══ RECORDS SHOWN

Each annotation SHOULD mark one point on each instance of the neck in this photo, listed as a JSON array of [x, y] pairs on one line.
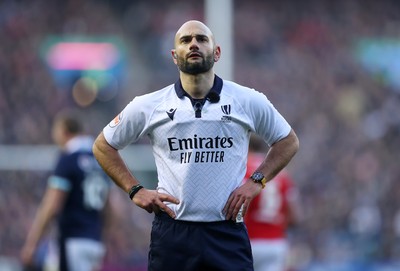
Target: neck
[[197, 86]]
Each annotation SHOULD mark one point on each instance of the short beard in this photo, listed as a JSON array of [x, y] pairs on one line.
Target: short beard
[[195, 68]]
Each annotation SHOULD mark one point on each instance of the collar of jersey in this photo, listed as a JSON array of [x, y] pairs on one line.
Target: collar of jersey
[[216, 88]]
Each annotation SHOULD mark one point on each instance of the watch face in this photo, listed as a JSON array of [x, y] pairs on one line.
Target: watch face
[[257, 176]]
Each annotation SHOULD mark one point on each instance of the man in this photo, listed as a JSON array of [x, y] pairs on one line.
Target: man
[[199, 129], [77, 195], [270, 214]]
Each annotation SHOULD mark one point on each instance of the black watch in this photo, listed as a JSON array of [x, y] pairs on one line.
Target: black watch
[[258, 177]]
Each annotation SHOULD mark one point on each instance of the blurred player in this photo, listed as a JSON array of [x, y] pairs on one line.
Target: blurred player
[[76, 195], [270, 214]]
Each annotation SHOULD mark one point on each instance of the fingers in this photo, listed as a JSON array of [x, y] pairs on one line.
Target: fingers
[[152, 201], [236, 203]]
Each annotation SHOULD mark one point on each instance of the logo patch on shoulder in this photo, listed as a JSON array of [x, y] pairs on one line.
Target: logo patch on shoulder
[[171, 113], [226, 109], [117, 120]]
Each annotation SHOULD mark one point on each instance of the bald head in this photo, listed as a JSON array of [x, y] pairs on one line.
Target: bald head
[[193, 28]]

════

● TASK DESCRIPTION
Each line of the material needs to be given again exactly, without any of its pictures.

● ANSWER SECTION
Each annotation SHOULD mark one point on each instance of the neck in this photo, listed as a JSON array of [x, y] pairs on one line.
Target: neck
[[197, 86]]
Each annotation SHOULD mark one point on each instance of the short beard in this photo, listed as a JSON array of [x, y] pairs on one line.
Target: short beard
[[195, 68]]
Each annotation SHOULD mark one point on each instance of the collar of jersey in this photo, listed as a JSON array of [x, y] pairs on one line.
Target: collar of jersey
[[216, 88]]
Each annotation SHOULD mark one point on each instance of the watch face in this photo, listed as a JSON array of [x, y] pairs on one line.
Target: watch face
[[257, 176]]
Each annotation SHOULD mark one point on each instance of the man in this photo, listed as a JSON array of [x, y] pairs on one line.
Target: man
[[199, 129], [77, 195], [270, 214]]
Each annotation SHOULD mark one point on each instance of the black watch in this photo, listed as a JSON array of [x, y] pairs on one line.
Target: black watch
[[258, 177]]
Each annotation SHOULD mark one point on each instance of the blurred player in this photo, listed as a JSON array of [x, y] pairs on one line.
Target: blurred player
[[76, 195], [270, 214]]
Each annotation SHOULD mark one point on each instance of the fingers in this photo, listed as a JSON array of [x, y] pairs on one line.
Target: fingers
[[152, 201], [236, 203]]
Each annotation SHOULD mark one point on each instance of the logo patch on shoulder in this photo, listed as a JSON array of [x, y] pairs on one line.
Target: logo patch on shoulder
[[171, 113], [226, 109], [117, 120]]
Each annotation SHOULD mark one point on each instance of the bald head in this photo, listed as a JSON array of [x, y] pairs on one line.
Target: bald head
[[193, 28]]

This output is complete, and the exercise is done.